Task requirements> Reproduce the data exactly.

Recorded data>
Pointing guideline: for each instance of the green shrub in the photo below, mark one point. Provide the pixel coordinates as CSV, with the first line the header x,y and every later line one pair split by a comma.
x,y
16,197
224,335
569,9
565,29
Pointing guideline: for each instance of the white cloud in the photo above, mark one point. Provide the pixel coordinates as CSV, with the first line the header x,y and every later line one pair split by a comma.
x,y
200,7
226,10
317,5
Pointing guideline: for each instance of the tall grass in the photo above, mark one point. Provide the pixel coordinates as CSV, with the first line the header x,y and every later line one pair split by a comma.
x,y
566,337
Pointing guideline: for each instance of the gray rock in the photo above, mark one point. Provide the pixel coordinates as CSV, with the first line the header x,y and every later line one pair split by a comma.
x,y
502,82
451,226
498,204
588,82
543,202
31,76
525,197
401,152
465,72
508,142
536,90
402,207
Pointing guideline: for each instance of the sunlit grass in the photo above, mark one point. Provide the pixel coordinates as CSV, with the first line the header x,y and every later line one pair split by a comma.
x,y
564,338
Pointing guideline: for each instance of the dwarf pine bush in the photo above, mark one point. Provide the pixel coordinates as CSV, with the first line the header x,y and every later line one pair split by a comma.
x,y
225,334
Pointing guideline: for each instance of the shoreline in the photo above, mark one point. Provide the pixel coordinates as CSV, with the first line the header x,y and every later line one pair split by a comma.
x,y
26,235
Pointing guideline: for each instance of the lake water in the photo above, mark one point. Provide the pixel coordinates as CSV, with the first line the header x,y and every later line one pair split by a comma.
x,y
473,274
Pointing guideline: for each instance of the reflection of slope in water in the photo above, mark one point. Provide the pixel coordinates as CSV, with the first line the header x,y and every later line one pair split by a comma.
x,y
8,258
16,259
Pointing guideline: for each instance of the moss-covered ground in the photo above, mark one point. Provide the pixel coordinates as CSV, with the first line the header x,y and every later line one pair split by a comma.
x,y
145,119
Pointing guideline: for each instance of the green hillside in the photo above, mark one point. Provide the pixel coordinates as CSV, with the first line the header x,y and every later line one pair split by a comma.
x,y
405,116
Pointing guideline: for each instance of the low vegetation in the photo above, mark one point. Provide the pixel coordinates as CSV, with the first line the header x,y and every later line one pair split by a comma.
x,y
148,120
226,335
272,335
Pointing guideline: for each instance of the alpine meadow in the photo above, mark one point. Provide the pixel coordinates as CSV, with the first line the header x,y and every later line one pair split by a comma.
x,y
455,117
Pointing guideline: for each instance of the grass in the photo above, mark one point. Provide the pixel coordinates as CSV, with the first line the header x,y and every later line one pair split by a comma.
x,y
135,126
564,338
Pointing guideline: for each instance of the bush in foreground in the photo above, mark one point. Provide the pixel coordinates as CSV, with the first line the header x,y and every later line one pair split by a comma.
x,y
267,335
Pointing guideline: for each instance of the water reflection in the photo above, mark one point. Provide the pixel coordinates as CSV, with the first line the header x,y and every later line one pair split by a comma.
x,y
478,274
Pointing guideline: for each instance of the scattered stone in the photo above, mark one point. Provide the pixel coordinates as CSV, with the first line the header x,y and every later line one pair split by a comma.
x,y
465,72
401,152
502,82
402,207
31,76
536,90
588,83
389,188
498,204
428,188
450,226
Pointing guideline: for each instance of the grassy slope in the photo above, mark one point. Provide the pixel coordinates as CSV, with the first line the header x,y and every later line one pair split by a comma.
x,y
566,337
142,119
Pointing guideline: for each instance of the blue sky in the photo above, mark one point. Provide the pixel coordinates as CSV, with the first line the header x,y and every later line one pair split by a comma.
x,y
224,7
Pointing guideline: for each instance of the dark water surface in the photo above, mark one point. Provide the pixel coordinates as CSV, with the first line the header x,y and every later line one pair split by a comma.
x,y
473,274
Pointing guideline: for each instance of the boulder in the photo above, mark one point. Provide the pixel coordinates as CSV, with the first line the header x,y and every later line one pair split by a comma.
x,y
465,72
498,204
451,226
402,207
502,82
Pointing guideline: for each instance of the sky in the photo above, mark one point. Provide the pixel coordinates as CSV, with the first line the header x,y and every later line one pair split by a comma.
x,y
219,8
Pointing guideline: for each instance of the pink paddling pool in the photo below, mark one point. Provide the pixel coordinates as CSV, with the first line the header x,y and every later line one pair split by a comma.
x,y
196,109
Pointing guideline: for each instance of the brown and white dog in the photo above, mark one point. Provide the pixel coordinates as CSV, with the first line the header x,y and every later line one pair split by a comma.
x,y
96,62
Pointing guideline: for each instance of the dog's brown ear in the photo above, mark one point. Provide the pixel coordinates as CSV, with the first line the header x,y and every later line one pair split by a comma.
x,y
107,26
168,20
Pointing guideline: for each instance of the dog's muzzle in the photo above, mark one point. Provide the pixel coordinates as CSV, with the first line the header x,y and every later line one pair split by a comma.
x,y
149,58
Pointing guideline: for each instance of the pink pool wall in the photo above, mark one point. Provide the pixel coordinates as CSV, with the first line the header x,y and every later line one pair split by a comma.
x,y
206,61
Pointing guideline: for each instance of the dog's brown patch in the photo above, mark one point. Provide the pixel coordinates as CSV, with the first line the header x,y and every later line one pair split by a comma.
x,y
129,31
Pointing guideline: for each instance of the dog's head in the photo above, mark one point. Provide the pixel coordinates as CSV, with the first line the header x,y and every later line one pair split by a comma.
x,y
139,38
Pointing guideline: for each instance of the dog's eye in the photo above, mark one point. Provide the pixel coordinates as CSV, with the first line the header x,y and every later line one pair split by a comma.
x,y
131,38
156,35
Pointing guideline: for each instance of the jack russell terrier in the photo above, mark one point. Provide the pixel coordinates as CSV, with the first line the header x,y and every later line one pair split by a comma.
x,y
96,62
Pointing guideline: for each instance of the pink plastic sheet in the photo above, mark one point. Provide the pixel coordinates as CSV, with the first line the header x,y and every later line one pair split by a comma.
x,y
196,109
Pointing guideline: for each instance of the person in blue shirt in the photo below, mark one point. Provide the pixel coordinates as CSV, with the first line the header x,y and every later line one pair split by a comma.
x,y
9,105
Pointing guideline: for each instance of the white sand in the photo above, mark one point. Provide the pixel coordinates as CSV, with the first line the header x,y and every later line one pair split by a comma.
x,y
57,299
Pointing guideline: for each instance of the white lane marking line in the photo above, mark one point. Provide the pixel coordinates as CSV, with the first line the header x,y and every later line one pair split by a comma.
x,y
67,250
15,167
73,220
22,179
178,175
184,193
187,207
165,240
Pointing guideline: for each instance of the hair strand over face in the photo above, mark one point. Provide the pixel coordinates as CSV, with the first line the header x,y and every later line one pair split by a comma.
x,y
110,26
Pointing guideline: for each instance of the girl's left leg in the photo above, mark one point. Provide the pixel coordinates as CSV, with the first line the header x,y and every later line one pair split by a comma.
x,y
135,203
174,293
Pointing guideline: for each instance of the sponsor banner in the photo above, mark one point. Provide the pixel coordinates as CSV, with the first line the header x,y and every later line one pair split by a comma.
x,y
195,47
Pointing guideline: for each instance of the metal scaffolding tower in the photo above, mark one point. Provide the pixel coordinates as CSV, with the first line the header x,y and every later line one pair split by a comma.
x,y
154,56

Answer space>
Pointing guideline: for each instance of the green shrub in the photo below, mark one point. Provide the pixel coordinates as CSV, with the first line the header x,y and every later line one pair split by a comma.
x,y
16,197
224,335
569,9
565,29
Pointing guideline: for each instance of the white cloud in the photo above, mark one point. Provide the pixel coordinates as CSV, with the first line the header x,y and every later line one pair split by a comma.
x,y
200,7
226,10
317,5
Pointing guideline: for each instance of the tall grass in the photo above, mark one point. Provide the pixel coordinates as CSV, with the first line the header x,y and every later line one pair split by a comma.
x,y
566,337
Pointing guideline: for each instance of the gray rock in the photo above, mark one point. Provide the pixel coordinates as CSV, with the first line the header x,y and every later line one pair split by a comma.
x,y
502,82
451,226
498,204
588,82
543,202
31,76
525,197
401,152
465,72
508,142
536,90
402,207
Pointing guideline: for each instance of the sunlit grass in the photo above, mark one point. Provide the pixel coordinates as CSV, with the first line the header x,y and every later line one pair split by a comma.
x,y
564,338
Pointing guideline: for each instance of the dwarf pine bush in the photo above, mark one point. Provide the pixel coordinates as CSV, with the first line the header x,y and every later line one pair split by a comma.
x,y
225,334
Pointing guideline: for each instance of the shoreline in the photo above, mark one point. Provide the pixel coordinates as CSV, with the first line the header x,y and every later line one pair split by a comma.
x,y
26,235
Pointing guideline: for each instance of the lake water in the photo above, mark one point. Provide the pixel coordinates as CSV, with the first line the header x,y and every later line one pair split by a comma.
x,y
473,274
Pointing guideline: for each instance of the reflection of slope in water in the photo above, mark one point. Provide the pixel coordinates as CSV, with the first line the header x,y and every later line one pair split by a comma.
x,y
8,258
16,259
Pointing guideline: for each instance of the moss-covered ground in the photo above, mark one point. Provide the pixel coordinates as CSV, with the first line the header x,y and every later line one pair split by a comma.
x,y
145,119
Pointing guideline: for each instance of the green hillside in the photo above, mark one point. Provide the pixel coordinates as CSV, with the first line the header x,y and every later line one pair split by a comma.
x,y
405,116
Pointing guideline: for each instance of the low vegetation in the photo above, mark one point. Provide the pixel coordinates as CSV, with the first line the header x,y and every later line one pair split by a comma.
x,y
148,120
226,335
272,335
Pointing guideline: for each instance of the alpine meadow in the photo above, mark one point. Provide the pixel coordinates as CSV, with the first line the header x,y and every later line one pair split by a comma.
x,y
455,117
Pointing guideline: for each instance of the grass in the photo above, mark one point. Provide the pixel coordinates as CSV, with the first line the header x,y and every later line one pair split by a comma.
x,y
135,126
564,338
Pointing guideline: for each instance of the bush in foreground in the photo above, mark one point. Provide the pixel coordinates as CSV, with the first line the header x,y and every later line one pair split by a comma.
x,y
267,335
Pointing guideline: for each instance of the water reflection in the photo above, mark one point. Provide the pixel coordinates as CSV, with the first line the header x,y and every later line one pair split by a comma.
x,y
478,274
Pointing guideline: for each instance of the scattered stone in the photo above, mark one point. Provide the pixel coordinates as CSV, with the first line the header x,y and every later line one pair split by a comma.
x,y
465,72
401,152
502,82
402,207
31,76
536,90
588,83
389,188
498,204
428,188
450,226
Pointing guideline: for each instance of the grassy slope in the photo above, mark one point. Provide the pixel coordinates as CSV, with the first line the header x,y and every later line one pair split by a comma.
x,y
566,337
142,119
Pointing guideline: for each instance of the blue sky in the photo above, mark one point. Provide the pixel coordinates as CSV, with the first line the header x,y and every later line one pair split by a comma.
x,y
224,7
Pointing guideline: for each instance of the dark water surface in the photo above, mark one point. Provide the pixel coordinates as CSV, with the first line the header x,y and every later line one pair split by a comma.
x,y
473,274
Pointing guideline: for each instance of the boulder in the photo above, mark one point. Provide the pixel coordinates as CSV, with the first line the header x,y and every later line one pair split by a comma.
x,y
465,72
498,204
451,226
402,207
502,82
Pointing guideline: for each instance of the sky in the photo above, mark one point. Provide the pixel coordinates as CSV, with the first line the header x,y and every later line one pair split by a comma.
x,y
219,8
Pointing guideline: for each instance of the pink paddling pool in the photo below, mark one point. Provide the pixel coordinates as CSV, with the first line the header x,y and every later line one pair split by a comma.
x,y
196,109
Pointing guideline: for each instance of the brown and white dog in the photo above, mark one point. Provide the pixel coordinates as CSV, with the first line the header x,y and every later line one pair split by a comma.
x,y
96,62
Pointing guideline: for each instance of the dog's brown ear in the photo above, mark one point. Provide the pixel coordinates as CSV, with the first line the header x,y and every later line one pair split by a comma.
x,y
107,26
168,20
Pointing guideline: for each instance of the dog's muzzle in the photo above, mark one point. Provide the pixel coordinates as CSV, with the first line the header x,y and every later line one pair split by a comma.
x,y
149,58
Pointing guideline: for each instance of the pink pool wall in the photo above, mark one point. Provide the pixel coordinates as CSV, with the first line the header x,y and every later line one pair split by a comma.
x,y
206,61
Pointing guideline: for each instance of the dog's brown patch in the photo above, mark one point. Provide the pixel coordinates as CSV, with the first line the header x,y and every later line one pair split by a comma.
x,y
129,31
Pointing guideline: for each instance of the dog's head in the photo above, mark one point. Provide the pixel coordinates as CSV, with the first line the header x,y and every later line one pair split by a comma.
x,y
139,38
Pointing guideline: for each instance of the dog's eye in the photo above, mark one point. Provide the pixel coordinates as CSV, with the first line the header x,y and every later line one pair split by a comma.
x,y
131,38
156,35
Pointing guideline: for each instance of the jack russell terrier in the photo above, mark one point. Provide the pixel coordinates as CSV, with the first line the header x,y and every later line one pair split by a comma.
x,y
96,62
Pointing guideline: for each instance of the pink plastic sheet in the photo above, mark one point. Provide the pixel coordinates as CSV, with the first line the header x,y and every later line one pair split by a comma.
x,y
196,109
Pointing guideline: for each instance of the person in blue shirt in the photo below, mark one point. Provide the pixel coordinates as CSV, with the first line the header x,y and every later line one pair split by a comma.
x,y
9,105
Pointing guideline: for each instance of the white sand in the photo above, mark one point. Provide the pixel coordinates as CSV, with the first line the header x,y and every later line one pair split by a comma.
x,y
57,299
Pointing guideline: for each instance of the white lane marking line in the photo above, mark one point. Provide the pixel coordinates as CSV, with the first line the header x,y and every later line one pair split by a comma.
x,y
67,250
15,167
73,220
22,179
178,175
184,193
187,207
165,240
Pointing guideline: for each instance of the hair strand over face in the photo above, mark one point. Provide the pixel coordinates as CSV, with the first line the header x,y and every later line one pair split by a comma.
x,y
110,26
Pointing guideline: for each instance of the girl's left leg in the photo above, mark one point. Provide the pixel coordinates as CSV, with the first line the header x,y and every later line one pair split by a comma.
x,y
135,203
174,293
Pointing guideline: for each instance of the sponsor banner in the photo above, mark one point. Provide the pixel coordinates as CSV, with the first line the header x,y and every later line one pair split by a comma.
x,y
195,47
Pointing guideline: for each instance of the metal scaffolding tower in the photo above, mark one point. Provide the pixel coordinates as CSV, with the first line the header x,y and every later line one pair split by a comma.
x,y
154,56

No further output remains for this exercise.